Estratto della fonte -
※
Cosa significa che un film è profondo e coraggioso? Quali sono gli elementi oggettivi che ne permettono tale assimilazione? Ovviamente le mie sono domande ipotetiche e retoriche, ma sono quelle che mi hanno accompagnato prima e dopo aver visto per la prima volta Crash – Contatto fisico. Il motivo non è cervellotico come potrebbe sembrare, ma derivava dal continuo accomuno che avevo sentito di quelle parole a questo film. Dopo un po’ di tempo mi sono dato la mia risposta, i parametri per ogni definizione sono sempre personali e ognuno armonizza l’intensità di un significato per quello che è il suo essere, che, in questo caso, può sintetizzarsi semplicemente con: Profondo si, coraggioso no.
Non esiste una trama per questo titolo, o meglio esiste ed è… tutto il film. 36 ore tra ricordo e azioni nel quale si intersecano diverse persone e diverse storie alla ricerca di un filo che unisca le loro vite e, probabilmente, l’esistenza umana in generale. Di solito in racconti a cosi largo spettro l’intenzione è di andare a braccio, cercando quel tutto che permetta a ogni spettatore di trovare il suo angolo di vita, con il coinvolgimento che aumenta e con lui le possibilità che il messaggio arrivi. Nel caso specifico credo che il risultato sia stata parzialmente raggiunto, un po’ come tutto il film.
Parto da una considerazione, la prima che mi è venuta in mente subito dopo i titoli di coda (ovviamente insieme al profondo e coraggioso di cui sopra): non serviva Paul Haggis, al suo primo film nel doppio ruolo regista/sceneggiatore, per dirci che da uno stesso evento possono derivare diverse conseguenze, con un effetto domino spesso travolgente e imprevedibile. Se il cuore della storia fosse stato solo questo ci saremmo trovati di fronte alla copia di molte altre pellicole, alcune delle quali fatte anche meglio. E invece tale presupposto, o meglio considerazione, serve per sviscerare molti altri temi che vanno dal razzismo alla solitudine, dalla frustrazione alla autoanalisi, dal destino alle scelte sbagliate/giuste.
※
Dati grezzi -

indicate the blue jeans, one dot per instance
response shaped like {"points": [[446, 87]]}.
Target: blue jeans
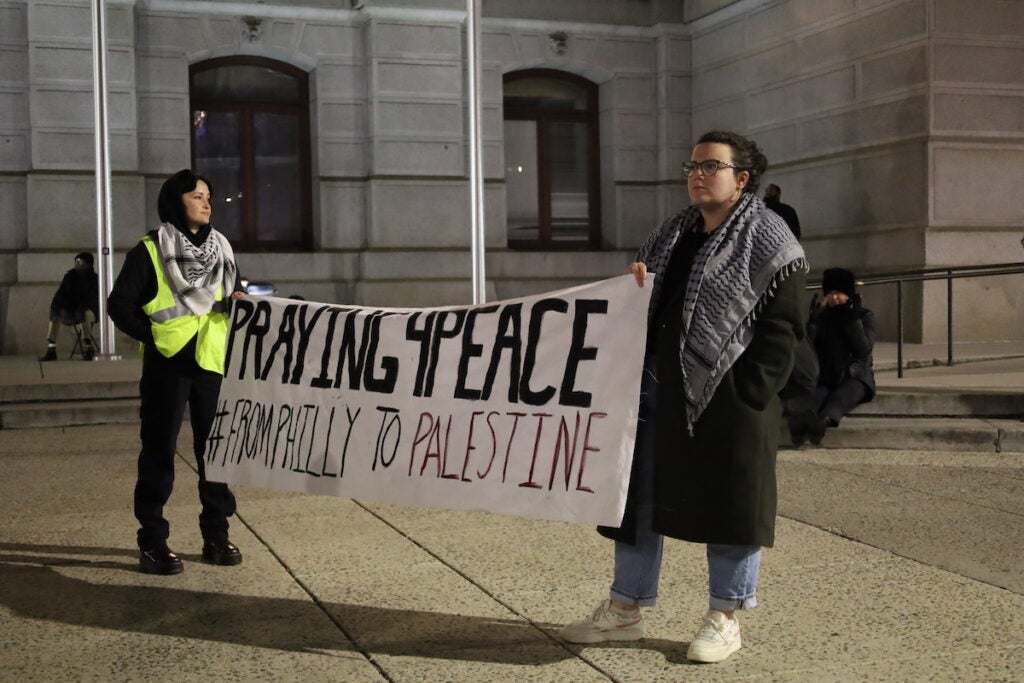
{"points": [[732, 570]]}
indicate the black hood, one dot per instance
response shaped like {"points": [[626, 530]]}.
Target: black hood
{"points": [[169, 205]]}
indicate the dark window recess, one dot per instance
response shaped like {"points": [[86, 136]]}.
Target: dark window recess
{"points": [[552, 170], [250, 135]]}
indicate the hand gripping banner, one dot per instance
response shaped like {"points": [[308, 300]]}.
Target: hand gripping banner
{"points": [[525, 407]]}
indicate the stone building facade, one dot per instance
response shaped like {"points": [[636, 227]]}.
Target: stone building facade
{"points": [[893, 126]]}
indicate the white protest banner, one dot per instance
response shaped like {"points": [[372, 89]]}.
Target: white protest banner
{"points": [[525, 407]]}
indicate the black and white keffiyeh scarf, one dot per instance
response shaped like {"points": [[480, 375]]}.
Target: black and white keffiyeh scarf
{"points": [[194, 272], [735, 273]]}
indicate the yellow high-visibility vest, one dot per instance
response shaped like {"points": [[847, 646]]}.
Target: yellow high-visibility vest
{"points": [[173, 325]]}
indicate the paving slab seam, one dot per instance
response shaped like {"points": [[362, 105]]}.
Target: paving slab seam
{"points": [[491, 595], [298, 582], [889, 551], [861, 475]]}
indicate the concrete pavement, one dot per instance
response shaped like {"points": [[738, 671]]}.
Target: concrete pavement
{"points": [[886, 567], [889, 565]]}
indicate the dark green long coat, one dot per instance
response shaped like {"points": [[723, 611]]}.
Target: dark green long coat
{"points": [[719, 484]]}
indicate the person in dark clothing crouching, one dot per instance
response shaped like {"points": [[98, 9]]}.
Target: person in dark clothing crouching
{"points": [[171, 295], [843, 333]]}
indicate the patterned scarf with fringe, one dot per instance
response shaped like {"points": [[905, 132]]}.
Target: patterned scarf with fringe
{"points": [[194, 272], [735, 273]]}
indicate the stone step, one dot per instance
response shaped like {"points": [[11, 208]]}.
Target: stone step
{"points": [[66, 414], [68, 391], [944, 434], [943, 403]]}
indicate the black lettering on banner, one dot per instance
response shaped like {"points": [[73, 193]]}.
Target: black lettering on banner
{"points": [[389, 364], [312, 437], [469, 444], [323, 381], [543, 306], [382, 433], [469, 350], [242, 310], [529, 483], [509, 337], [587, 447], [347, 351], [286, 338], [284, 421], [414, 333], [348, 436], [441, 333], [213, 442], [305, 333], [584, 307], [562, 445], [259, 325]]}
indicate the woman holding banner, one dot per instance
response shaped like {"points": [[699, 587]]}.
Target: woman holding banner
{"points": [[725, 313], [170, 296]]}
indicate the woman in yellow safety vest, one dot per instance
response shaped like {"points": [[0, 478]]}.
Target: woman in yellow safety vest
{"points": [[170, 295]]}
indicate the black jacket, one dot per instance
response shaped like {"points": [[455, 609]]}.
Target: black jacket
{"points": [[136, 285], [844, 338], [786, 213], [79, 291]]}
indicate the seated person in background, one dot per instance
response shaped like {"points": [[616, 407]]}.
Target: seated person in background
{"points": [[75, 304], [843, 333]]}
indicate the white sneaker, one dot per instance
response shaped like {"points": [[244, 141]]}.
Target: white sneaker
{"points": [[717, 639], [605, 624]]}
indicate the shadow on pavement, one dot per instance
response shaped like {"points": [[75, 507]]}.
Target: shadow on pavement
{"points": [[33, 587]]}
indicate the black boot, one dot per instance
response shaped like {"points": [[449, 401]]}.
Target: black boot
{"points": [[221, 552], [51, 352], [159, 561]]}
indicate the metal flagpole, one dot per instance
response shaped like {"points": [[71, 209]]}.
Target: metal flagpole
{"points": [[103, 204], [475, 150]]}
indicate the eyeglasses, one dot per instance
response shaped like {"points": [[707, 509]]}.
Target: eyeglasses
{"points": [[708, 168]]}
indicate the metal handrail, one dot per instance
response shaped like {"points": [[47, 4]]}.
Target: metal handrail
{"points": [[923, 274]]}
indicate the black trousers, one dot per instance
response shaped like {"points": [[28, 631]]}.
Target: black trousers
{"points": [[167, 386], [835, 403]]}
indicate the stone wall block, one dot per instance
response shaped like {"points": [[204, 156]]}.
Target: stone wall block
{"points": [[722, 42], [13, 207], [729, 115], [415, 156], [13, 67], [162, 74], [431, 213], [862, 35], [986, 17], [442, 118], [171, 32], [407, 39], [628, 54], [163, 154], [339, 157], [344, 118], [960, 113], [894, 73], [341, 80], [498, 47], [13, 24], [322, 41], [980, 65], [864, 126], [802, 97], [14, 151], [417, 78], [62, 210], [343, 207], [778, 20], [978, 184]]}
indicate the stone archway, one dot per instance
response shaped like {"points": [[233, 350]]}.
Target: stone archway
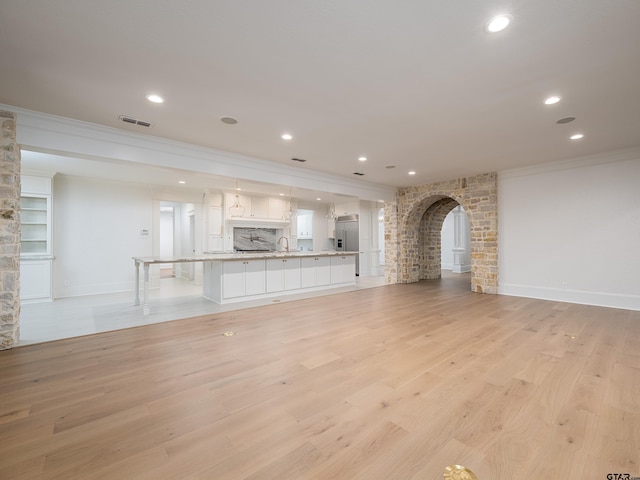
{"points": [[414, 220]]}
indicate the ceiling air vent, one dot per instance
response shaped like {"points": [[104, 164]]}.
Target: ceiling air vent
{"points": [[134, 121]]}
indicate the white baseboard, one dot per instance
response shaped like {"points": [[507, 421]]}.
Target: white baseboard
{"points": [[599, 299]]}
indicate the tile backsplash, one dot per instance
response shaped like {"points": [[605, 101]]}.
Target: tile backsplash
{"points": [[260, 239]]}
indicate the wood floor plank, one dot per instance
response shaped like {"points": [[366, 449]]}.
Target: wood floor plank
{"points": [[394, 382]]}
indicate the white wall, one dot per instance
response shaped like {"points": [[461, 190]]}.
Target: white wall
{"points": [[571, 231], [97, 228], [447, 242]]}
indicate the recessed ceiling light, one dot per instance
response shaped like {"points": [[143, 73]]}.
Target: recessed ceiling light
{"points": [[155, 98], [498, 23], [566, 120]]}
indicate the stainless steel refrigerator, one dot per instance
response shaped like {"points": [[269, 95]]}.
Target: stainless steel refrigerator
{"points": [[347, 236]]}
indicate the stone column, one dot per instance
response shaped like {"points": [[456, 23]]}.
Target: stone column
{"points": [[9, 232]]}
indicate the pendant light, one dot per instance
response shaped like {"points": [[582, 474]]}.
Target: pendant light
{"points": [[331, 211], [236, 210], [289, 214]]}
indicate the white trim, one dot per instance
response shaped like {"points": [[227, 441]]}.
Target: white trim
{"points": [[598, 299], [51, 134], [622, 155]]}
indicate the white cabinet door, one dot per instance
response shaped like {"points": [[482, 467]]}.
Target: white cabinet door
{"points": [[255, 282], [275, 278], [35, 280], [308, 272], [233, 279], [343, 269], [283, 274], [305, 224], [260, 207], [291, 273], [315, 271], [323, 271], [276, 208]]}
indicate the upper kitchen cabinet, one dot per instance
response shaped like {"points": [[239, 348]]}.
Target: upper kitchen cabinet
{"points": [[305, 226], [256, 208], [35, 216], [35, 239]]}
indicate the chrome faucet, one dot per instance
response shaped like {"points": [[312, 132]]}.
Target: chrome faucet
{"points": [[286, 243]]}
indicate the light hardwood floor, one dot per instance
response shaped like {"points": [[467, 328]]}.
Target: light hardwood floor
{"points": [[394, 382]]}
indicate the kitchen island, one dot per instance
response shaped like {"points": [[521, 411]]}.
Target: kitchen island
{"points": [[237, 277]]}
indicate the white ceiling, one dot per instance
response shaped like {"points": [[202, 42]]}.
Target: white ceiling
{"points": [[416, 84]]}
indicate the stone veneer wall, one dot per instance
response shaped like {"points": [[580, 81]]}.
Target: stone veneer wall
{"points": [[414, 220], [9, 231]]}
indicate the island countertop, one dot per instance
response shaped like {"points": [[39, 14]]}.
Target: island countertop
{"points": [[220, 278], [213, 256]]}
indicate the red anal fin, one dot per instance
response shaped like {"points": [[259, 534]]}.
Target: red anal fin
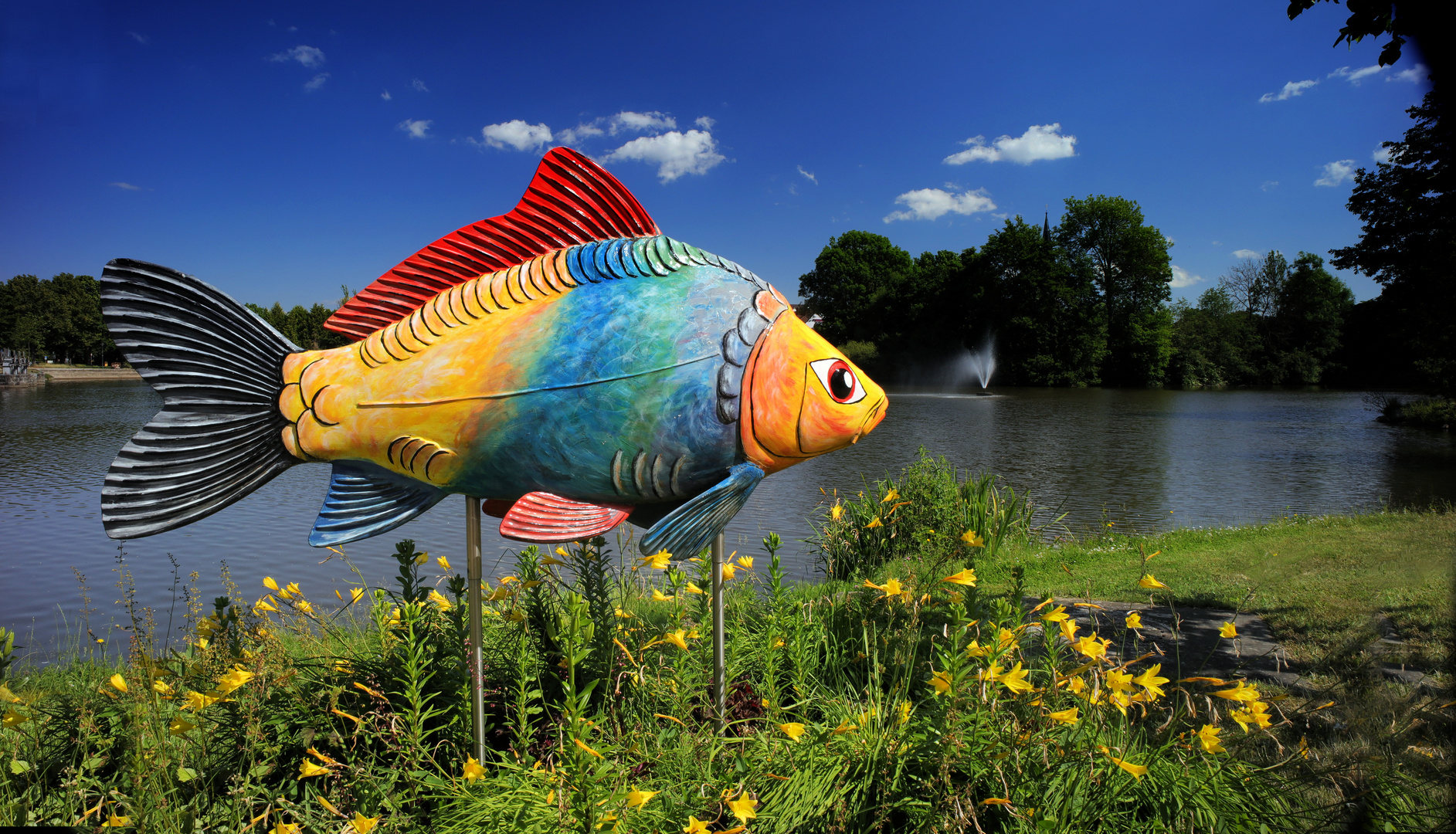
{"points": [[571, 200], [548, 518]]}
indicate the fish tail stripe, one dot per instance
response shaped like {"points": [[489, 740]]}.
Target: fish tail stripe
{"points": [[569, 202], [219, 370]]}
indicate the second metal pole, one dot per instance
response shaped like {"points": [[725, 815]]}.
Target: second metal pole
{"points": [[472, 569], [720, 666]]}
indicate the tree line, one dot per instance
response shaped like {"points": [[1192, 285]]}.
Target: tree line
{"points": [[1088, 302], [59, 319]]}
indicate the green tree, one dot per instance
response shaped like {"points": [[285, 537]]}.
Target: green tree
{"points": [[1130, 265], [1041, 304], [1408, 245]]}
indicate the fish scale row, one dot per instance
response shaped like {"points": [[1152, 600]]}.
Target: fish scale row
{"points": [[551, 274]]}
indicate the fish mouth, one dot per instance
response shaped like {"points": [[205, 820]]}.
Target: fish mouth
{"points": [[877, 412]]}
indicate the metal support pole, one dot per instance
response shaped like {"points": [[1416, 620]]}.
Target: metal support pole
{"points": [[720, 664], [472, 569]]}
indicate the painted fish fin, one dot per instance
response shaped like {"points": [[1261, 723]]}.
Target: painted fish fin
{"points": [[571, 200], [694, 526], [366, 500], [549, 518], [217, 367]]}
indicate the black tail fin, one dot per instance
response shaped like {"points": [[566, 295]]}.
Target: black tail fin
{"points": [[219, 368]]}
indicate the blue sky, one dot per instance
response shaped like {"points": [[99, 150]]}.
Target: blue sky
{"points": [[281, 151]]}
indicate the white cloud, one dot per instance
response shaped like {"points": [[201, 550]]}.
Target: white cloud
{"points": [[1291, 89], [674, 153], [306, 56], [417, 128], [518, 134], [1040, 141], [1184, 278], [1417, 73], [572, 136], [1337, 172], [641, 123], [1356, 76], [932, 202]]}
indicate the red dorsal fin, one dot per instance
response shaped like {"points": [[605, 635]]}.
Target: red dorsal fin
{"points": [[545, 517], [571, 200]]}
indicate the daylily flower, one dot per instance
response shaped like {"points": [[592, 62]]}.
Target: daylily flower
{"points": [[964, 577], [307, 769], [1064, 717], [1148, 581], [1015, 680], [1149, 680], [743, 809], [1209, 738], [640, 798]]}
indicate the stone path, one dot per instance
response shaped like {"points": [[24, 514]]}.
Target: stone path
{"points": [[1193, 646]]}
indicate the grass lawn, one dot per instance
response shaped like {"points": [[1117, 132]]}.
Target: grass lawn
{"points": [[1319, 582]]}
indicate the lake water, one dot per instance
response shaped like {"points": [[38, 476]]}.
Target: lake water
{"points": [[1148, 459]]}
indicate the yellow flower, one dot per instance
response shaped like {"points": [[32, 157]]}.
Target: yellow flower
{"points": [[640, 798], [966, 577], [1015, 680], [941, 682], [743, 809], [440, 600], [307, 769], [1091, 646], [1149, 680], [1064, 717], [1209, 738]]}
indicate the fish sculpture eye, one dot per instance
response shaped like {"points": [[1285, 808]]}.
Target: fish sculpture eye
{"points": [[839, 380]]}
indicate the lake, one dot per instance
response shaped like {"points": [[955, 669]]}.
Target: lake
{"points": [[1146, 459]]}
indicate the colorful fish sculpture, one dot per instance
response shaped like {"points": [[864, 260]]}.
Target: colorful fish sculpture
{"points": [[565, 361]]}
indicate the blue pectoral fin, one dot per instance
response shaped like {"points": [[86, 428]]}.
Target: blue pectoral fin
{"points": [[366, 500], [692, 526]]}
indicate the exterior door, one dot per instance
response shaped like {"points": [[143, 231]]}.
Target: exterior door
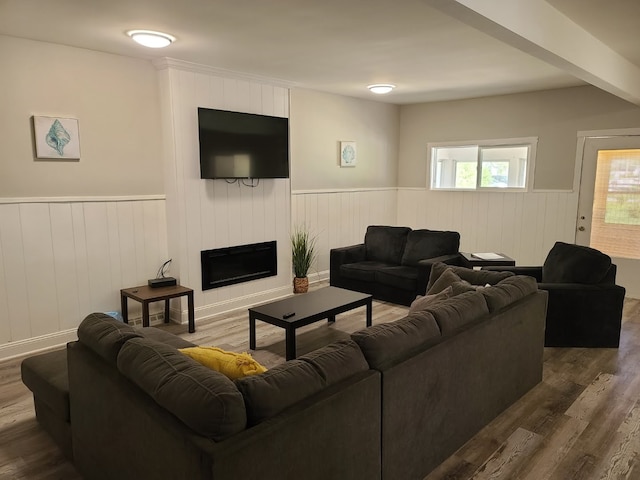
{"points": [[609, 204]]}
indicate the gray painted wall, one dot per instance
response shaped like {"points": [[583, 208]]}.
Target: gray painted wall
{"points": [[319, 121], [554, 116], [115, 99]]}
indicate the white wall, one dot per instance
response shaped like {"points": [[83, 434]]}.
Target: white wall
{"points": [[207, 214]]}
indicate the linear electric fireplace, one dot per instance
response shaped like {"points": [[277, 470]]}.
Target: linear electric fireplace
{"points": [[227, 266]]}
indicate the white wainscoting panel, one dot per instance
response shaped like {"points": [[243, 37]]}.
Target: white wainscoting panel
{"points": [[340, 218], [60, 261], [522, 225]]}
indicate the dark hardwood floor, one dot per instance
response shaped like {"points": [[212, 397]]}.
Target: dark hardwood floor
{"points": [[581, 422]]}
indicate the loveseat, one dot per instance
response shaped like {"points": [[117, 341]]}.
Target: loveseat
{"points": [[392, 402], [393, 263]]}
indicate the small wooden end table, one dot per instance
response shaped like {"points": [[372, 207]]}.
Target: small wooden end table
{"points": [[469, 260], [145, 295]]}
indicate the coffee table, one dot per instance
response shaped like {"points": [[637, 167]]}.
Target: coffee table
{"points": [[307, 308]]}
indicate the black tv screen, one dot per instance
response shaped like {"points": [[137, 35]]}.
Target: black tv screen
{"points": [[242, 145]]}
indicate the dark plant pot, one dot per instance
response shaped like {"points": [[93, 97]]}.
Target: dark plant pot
{"points": [[300, 285]]}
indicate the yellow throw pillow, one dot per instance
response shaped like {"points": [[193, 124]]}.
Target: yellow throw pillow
{"points": [[233, 365]]}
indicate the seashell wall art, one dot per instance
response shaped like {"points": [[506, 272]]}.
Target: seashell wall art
{"points": [[56, 138]]}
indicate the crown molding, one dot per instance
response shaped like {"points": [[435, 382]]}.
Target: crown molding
{"points": [[167, 62]]}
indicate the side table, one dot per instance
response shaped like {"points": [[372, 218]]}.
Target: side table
{"points": [[469, 260], [145, 295]]}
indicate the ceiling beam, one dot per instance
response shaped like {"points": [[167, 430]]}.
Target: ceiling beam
{"points": [[536, 28]]}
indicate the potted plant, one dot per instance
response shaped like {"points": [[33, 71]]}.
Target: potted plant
{"points": [[303, 254]]}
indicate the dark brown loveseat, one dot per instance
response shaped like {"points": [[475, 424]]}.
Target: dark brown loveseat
{"points": [[393, 264]]}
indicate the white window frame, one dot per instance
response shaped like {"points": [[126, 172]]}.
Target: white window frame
{"points": [[532, 142]]}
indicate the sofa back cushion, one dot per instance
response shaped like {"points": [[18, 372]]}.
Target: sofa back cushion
{"points": [[267, 394], [382, 344], [385, 244], [474, 277], [568, 263], [205, 400], [508, 291], [424, 244], [105, 335], [457, 312]]}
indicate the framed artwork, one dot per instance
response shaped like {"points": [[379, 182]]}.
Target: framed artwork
{"points": [[348, 157], [56, 138]]}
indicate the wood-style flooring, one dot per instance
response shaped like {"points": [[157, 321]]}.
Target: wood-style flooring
{"points": [[581, 422]]}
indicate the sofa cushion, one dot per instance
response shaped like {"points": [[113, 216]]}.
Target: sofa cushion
{"points": [[508, 291], [231, 364], [46, 376], [205, 400], [269, 393], [567, 263], [474, 277], [405, 278], [422, 301], [282, 386], [386, 341], [457, 312], [362, 271], [450, 279], [385, 244], [337, 361], [424, 244], [163, 337], [105, 335]]}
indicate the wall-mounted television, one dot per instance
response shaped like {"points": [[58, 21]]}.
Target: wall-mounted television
{"points": [[242, 145]]}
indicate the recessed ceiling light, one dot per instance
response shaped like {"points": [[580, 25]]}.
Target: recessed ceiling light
{"points": [[381, 88], [151, 39]]}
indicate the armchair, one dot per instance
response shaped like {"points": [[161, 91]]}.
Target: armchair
{"points": [[585, 304]]}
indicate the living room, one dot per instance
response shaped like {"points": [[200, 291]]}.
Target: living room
{"points": [[75, 232]]}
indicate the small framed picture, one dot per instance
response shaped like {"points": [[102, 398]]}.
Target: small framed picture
{"points": [[56, 138], [348, 157]]}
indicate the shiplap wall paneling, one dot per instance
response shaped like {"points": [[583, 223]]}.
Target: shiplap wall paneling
{"points": [[15, 277], [215, 214], [522, 225]]}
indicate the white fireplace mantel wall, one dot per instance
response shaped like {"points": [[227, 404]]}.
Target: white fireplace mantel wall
{"points": [[208, 214]]}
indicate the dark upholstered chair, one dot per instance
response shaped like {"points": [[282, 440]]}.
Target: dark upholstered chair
{"points": [[585, 304], [393, 263]]}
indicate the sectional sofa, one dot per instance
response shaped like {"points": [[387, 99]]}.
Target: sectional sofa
{"points": [[392, 402]]}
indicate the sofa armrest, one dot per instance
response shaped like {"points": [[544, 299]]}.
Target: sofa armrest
{"points": [[424, 269], [342, 255], [535, 272]]}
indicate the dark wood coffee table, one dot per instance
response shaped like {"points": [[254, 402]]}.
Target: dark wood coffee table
{"points": [[308, 308]]}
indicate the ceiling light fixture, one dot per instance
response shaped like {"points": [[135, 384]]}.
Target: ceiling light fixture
{"points": [[381, 88], [151, 39]]}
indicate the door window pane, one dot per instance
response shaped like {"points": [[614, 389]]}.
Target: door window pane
{"points": [[615, 224]]}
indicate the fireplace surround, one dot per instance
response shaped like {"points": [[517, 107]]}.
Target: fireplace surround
{"points": [[242, 263]]}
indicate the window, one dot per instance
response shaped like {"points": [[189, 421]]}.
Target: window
{"points": [[482, 165], [615, 224]]}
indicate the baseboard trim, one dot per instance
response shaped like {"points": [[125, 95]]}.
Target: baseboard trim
{"points": [[37, 344]]}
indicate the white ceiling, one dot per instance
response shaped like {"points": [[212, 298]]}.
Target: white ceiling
{"points": [[336, 46]]}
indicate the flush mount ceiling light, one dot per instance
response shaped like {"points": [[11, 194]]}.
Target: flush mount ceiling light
{"points": [[151, 39], [381, 88]]}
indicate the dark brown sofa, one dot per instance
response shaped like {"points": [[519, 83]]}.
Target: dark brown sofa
{"points": [[391, 403], [393, 263]]}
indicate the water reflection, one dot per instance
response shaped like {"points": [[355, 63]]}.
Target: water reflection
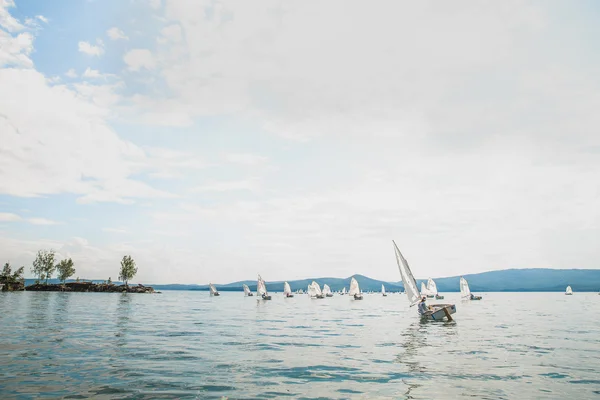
※
Compiti da svolgere -
**1)** Elenca tutti i temi che, secondo il testo su Crash, il film arriva a sviscerare.
**2)** Rispondi alle seguenti domande basandoti sul testo su Crash.
(a) Quante ore abbraccia il racconto del film?
(b) Quale doppio ruolo ricopre Paul Haggis in questo suo primo film?
(c) Con quale formula l'autore riassume la propria risposta sull'essere il film profondo e coraggioso?
**3)** Riproduci alla lettera il passo del testo su Crash che si apre con le parole contenenti "Parto da una" e si chiude con "alle scelte sbagliate/giuste.".

Risposte per compito -
**1)**
- razzismo
- solitudine
- frustrazione
- autoanalisi
- destino
- scelte sbagliate/giuste

**2)**
(a) 36 ore.
(b) Regista e sceneggiatore.
(c) «Profondo si, coraggioso no.»

**3)**
Parto da una considerazione, la prima che mi è venuta in mente subito dopo i titoli di coda (ovviamente insieme al profondo e coraggioso di cui sopra): non serviva Paul Haggis, al suo primo film nel doppio ruolo regista/sceneggiatore, per dirci che da uno stesso evento possono derivare diverse conseguenze, con un effetto domino spesso travolgente e imprevedibile. Se il cuore della storia fosse stato solo questo ci saremmo trovati di fronte alla copia di molte altre pellicole, alcune delle quali fatte anche meglio. E invece tale presupposto, o meglio considerazione, serve per sviscerare molti altri temi che vanno dal razzismo alla solitudine, dalla frustrazione alla autoanalisi, dal destino alle scelte sbagliate/giuste.